-- Document passage start --
[pskmail] Re: A few things we could improve ?

  • From: Walt DuBose <dubose@xxxxxxxxx>
  • To: pskmail@xxxxxxxxxxxxx
  • Date: Mon, 09 Apr 2007 12:07:44 -0500

For a "fly-away" kit, I cut 10 ft pieces of PVC into 5 ft lengths. You will need twice the number of PVC coupler but I believe that they are relative inexpensive.

The 5 ft metal (steel) fence post are another problem. You might consider using 5 ft pieces of 1/2" steel/hard iron rod and slip the mast and end pieces over it.

I'm wondering if an old golf bag would hold all the pieces. I see many travelers flying with golf bags. Hi Hi.



Per Crusefalk wrote:
Hi Walt,

That sounds like an interesting setup. The only problem I see with it is
transporting all those pipes. I will go to the hardware store and see if
there is any telescoping support that I can use. I know they have long
telescoping handles for garden saws (for cutting branches high up in
trees) and I may find something usable there. I'll have a look at PVC
pipes as well while I'm there (I made the T2FD spreaders from 1" pipes).

73 de Per, sm0rwo

sön 2007-04-08 klockan 03:09 -0500 skrev Walt DuBose:

My favorite antenna is 30 ft of 2" PVC pipe as a mast and the base tied to a 5 ft steel drive-in fence post. I hold the mast to the post with metal adjustable hose clamps.

I put up the 80M and 40M inverted Vs at the top, the 80M running 0-180 and the 40M running 90-270. 30 ft makes the feedpoint at 40M about 58 ohms and the 80M about 40 ohms. But still an Ok SWR and generally no lineflattner tuner (transimatch) is needed. I use 10 ft 1 1/2: PVC pipe on each end of the Inverted V and hold them up with 4 more 5ft steel drive-in fence post.

5 fence post, 10 9" hose clamps, 4 pieces of 1 1/2" PCV pipe and 4 pieces of
2 1/2" PVC pipe.  Oh yes, and good RG-8 coax...NO RG-8X coax.

One young man and 2 young girls can put up the antenna in about 20 minutes. One old man and 4 young girls will take 3 or 4 hours to get it up.
-- Document passage end --
-- Record set start --
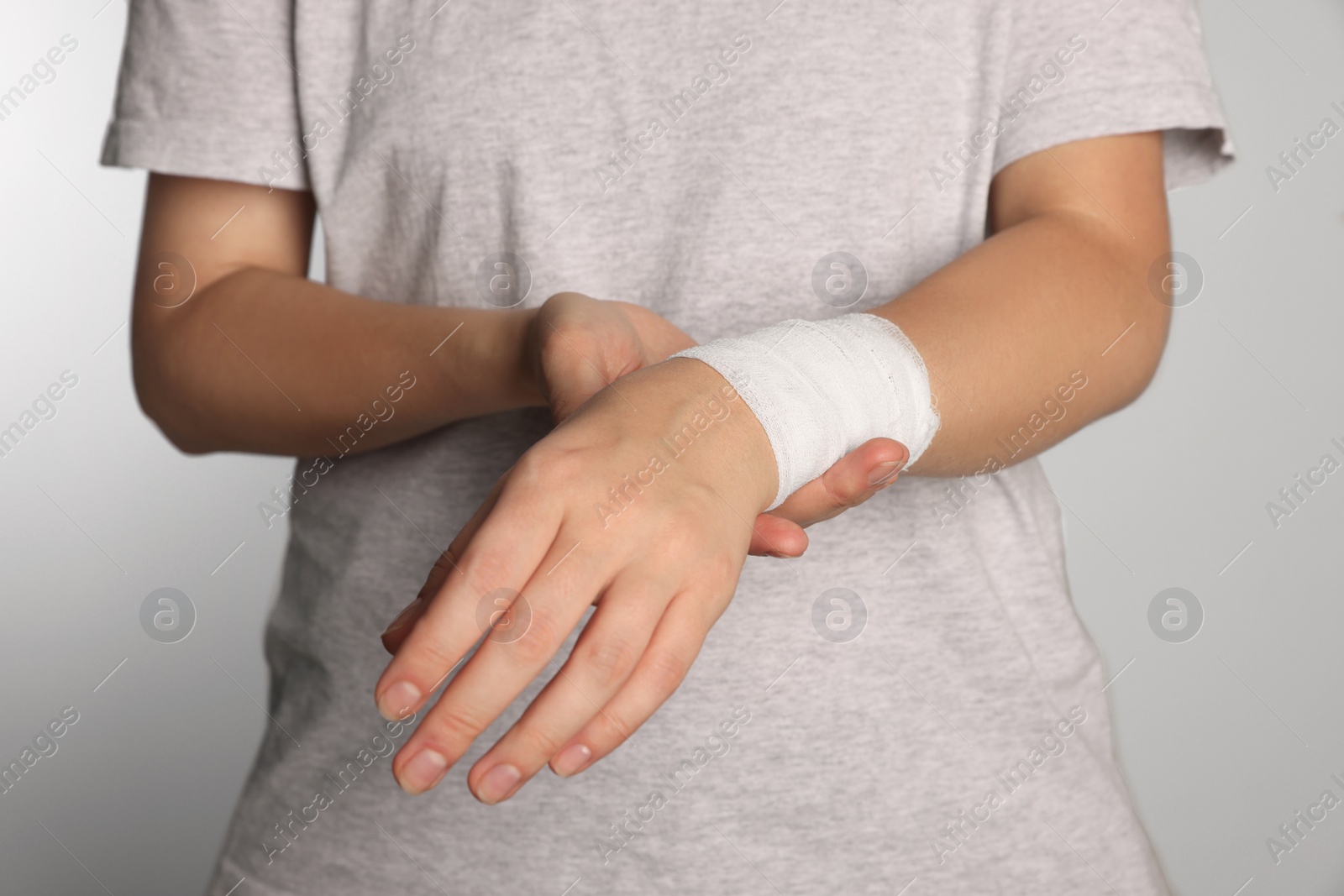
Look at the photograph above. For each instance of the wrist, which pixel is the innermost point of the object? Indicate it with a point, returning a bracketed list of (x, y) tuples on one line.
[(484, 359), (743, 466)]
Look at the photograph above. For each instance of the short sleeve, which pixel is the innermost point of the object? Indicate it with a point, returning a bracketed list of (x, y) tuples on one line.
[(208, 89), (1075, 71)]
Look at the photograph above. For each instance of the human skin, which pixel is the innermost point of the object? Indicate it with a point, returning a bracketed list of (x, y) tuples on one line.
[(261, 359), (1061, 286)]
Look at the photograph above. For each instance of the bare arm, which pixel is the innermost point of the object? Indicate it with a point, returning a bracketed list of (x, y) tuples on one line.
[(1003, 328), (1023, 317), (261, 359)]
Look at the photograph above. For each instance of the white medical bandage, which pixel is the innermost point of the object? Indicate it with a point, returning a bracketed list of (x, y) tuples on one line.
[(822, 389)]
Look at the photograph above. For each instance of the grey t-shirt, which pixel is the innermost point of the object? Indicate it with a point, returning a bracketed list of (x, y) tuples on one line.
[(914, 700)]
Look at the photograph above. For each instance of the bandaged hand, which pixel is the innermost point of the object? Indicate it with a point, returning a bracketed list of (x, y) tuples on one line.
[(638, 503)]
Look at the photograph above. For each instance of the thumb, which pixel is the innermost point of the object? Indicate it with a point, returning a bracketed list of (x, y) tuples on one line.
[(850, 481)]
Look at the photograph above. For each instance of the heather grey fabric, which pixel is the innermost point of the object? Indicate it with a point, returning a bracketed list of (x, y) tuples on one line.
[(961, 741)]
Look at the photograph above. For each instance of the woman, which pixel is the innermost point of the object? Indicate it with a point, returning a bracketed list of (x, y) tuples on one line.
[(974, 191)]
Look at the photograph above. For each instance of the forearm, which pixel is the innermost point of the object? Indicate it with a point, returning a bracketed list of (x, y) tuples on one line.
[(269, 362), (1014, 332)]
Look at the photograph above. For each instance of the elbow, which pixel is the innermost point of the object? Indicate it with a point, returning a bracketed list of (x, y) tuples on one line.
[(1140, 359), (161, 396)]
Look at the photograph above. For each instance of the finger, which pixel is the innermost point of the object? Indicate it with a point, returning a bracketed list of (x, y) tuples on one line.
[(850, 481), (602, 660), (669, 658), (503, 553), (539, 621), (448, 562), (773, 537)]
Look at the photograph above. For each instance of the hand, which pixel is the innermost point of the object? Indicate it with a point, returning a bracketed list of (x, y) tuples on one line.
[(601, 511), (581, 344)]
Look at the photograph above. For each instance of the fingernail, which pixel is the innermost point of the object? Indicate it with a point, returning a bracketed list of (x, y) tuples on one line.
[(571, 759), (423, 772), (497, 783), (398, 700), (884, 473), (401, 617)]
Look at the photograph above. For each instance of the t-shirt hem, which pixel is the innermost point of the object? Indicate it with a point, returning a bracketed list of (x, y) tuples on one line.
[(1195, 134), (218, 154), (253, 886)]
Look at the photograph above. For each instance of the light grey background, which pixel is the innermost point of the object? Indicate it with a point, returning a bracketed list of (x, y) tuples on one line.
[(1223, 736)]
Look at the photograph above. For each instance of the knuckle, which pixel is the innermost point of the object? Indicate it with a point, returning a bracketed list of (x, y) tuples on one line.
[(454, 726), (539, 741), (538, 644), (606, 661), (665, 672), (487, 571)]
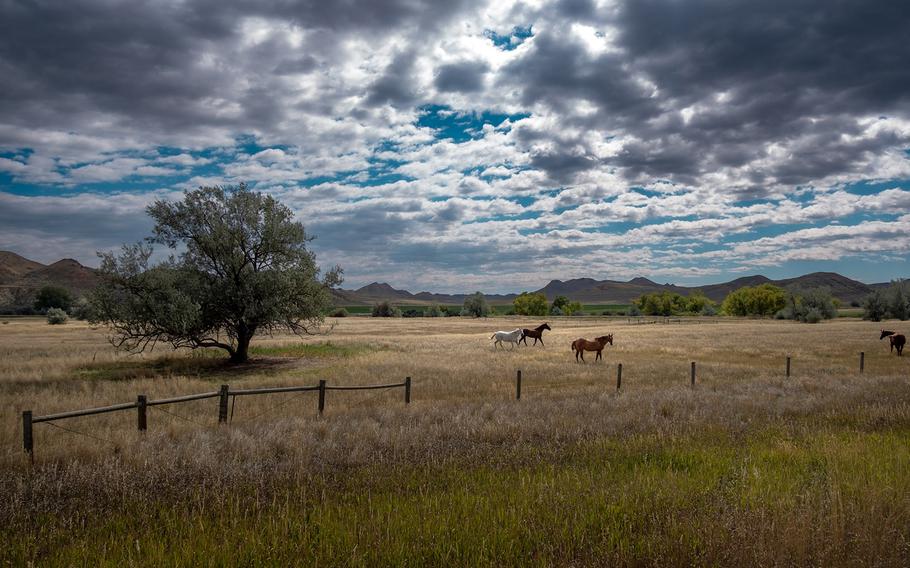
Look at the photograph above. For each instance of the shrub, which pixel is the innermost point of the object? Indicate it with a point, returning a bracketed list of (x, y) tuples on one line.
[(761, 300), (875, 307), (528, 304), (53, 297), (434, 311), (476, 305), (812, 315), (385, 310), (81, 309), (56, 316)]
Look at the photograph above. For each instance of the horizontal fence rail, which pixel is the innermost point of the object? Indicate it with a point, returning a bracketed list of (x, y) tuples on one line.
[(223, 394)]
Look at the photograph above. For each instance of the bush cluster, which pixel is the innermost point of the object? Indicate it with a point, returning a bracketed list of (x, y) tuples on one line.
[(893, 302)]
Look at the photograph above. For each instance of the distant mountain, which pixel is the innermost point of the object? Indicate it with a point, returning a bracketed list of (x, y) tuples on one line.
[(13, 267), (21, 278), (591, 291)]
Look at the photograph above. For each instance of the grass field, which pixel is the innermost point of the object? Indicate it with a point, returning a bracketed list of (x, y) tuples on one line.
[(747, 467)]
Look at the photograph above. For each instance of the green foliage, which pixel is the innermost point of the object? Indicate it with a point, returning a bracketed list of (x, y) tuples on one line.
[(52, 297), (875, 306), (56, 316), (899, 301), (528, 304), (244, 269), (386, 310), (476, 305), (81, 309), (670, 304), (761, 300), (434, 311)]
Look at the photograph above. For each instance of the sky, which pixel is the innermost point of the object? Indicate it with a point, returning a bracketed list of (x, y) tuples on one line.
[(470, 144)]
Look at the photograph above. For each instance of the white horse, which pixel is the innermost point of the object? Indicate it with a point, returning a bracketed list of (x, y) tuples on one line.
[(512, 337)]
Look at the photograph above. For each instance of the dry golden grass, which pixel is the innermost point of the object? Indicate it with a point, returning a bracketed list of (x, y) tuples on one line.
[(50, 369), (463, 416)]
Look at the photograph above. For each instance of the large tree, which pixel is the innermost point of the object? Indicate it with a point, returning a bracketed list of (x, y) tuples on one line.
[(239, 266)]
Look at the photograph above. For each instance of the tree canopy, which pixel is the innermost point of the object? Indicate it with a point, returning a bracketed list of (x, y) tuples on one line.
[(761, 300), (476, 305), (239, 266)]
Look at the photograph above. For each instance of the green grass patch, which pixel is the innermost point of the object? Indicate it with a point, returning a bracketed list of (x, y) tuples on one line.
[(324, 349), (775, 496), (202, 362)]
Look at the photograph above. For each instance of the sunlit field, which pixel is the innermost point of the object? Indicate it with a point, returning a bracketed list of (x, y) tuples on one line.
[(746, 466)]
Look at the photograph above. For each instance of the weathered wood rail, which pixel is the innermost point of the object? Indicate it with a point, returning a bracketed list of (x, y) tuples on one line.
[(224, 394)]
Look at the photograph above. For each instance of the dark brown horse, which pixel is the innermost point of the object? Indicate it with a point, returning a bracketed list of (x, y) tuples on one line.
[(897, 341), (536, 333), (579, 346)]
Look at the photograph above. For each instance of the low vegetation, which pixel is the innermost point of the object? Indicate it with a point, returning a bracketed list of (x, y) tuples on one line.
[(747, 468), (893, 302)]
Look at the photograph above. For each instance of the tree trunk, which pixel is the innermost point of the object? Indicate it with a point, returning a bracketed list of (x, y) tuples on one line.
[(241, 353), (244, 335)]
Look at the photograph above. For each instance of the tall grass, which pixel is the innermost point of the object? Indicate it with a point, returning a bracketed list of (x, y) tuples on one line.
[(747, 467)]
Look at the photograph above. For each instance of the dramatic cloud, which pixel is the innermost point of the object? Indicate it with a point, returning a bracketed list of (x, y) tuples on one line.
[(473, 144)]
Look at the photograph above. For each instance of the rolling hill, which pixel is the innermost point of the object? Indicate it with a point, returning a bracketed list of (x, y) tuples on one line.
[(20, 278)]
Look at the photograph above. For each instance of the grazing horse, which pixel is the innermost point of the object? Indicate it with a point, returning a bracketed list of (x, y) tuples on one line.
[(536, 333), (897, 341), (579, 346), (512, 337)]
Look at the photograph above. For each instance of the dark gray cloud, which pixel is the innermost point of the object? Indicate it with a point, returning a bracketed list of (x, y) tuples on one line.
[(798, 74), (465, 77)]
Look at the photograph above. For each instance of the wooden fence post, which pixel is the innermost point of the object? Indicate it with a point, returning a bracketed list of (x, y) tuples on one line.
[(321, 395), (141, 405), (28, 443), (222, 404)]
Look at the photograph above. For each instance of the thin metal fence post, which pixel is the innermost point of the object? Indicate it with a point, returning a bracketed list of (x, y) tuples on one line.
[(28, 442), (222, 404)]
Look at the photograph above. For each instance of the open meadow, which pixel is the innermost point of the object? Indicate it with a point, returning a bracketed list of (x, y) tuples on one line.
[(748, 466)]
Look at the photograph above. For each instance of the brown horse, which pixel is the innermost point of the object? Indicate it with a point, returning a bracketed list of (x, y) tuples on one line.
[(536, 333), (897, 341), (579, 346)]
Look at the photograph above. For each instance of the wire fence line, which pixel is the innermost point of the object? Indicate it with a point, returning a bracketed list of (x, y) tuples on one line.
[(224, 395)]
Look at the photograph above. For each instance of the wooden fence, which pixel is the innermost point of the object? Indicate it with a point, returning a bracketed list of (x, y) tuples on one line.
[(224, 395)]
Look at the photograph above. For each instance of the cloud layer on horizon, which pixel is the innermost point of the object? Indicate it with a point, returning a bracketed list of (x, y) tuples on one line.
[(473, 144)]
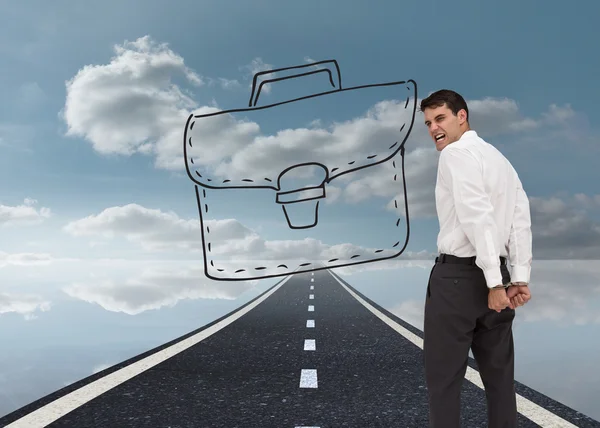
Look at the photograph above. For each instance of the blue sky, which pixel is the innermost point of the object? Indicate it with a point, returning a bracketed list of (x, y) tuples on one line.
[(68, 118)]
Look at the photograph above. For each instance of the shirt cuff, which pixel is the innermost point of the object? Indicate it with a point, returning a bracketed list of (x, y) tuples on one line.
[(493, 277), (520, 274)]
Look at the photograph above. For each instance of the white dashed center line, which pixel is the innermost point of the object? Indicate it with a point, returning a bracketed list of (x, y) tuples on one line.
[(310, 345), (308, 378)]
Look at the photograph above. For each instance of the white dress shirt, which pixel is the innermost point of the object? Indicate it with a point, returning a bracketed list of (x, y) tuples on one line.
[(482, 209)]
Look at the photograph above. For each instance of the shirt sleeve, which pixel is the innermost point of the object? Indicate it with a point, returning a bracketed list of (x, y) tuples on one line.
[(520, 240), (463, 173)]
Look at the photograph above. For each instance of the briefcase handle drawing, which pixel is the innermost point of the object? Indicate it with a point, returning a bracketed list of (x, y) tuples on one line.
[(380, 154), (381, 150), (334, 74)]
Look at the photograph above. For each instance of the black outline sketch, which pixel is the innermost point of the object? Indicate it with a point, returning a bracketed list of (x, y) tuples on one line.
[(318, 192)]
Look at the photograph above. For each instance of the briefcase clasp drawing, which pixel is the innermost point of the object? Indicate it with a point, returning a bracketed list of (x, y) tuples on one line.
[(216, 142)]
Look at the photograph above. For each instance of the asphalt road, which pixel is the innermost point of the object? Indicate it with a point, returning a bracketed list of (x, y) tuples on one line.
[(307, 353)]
-- Record set end --
Please summarize the antenna email thread above in two sentences.

**Correct result**
Walt DuBose describes a favorite antenna: a 30 ft mast of 2" PVC pipe tied to a 5 ft steel drive-in fence post with hose clamps, carrying 80M and 40M inverted Vs whose ends rest on PVC pipes held up by more fence posts. Per Crusefalk sees transporting all those pipes as the only problem and plans to look for telescoping supports at the hardware store, and Walt replies that a fly-away kit could cut 10 ft PVC into 5 ft lengths joined with couplers, use 5 ft steel rods in place of the fence posts, and perhaps fit in an old golf bag.